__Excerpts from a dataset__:
--
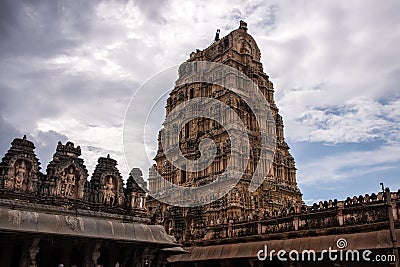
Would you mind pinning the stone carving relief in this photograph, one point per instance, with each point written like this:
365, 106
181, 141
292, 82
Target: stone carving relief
109, 190
20, 175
--
__EXERCISE DIRECTIONS__:
The answer should be the records above, unchanged, with the pictures omitted.

__TASK RESPONSE__:
Would you mind pinning the stone carving relief in this photograph, one point per instance, with each point written like this:
365, 106
181, 141
292, 82
Target: stone carving relief
109, 190
20, 175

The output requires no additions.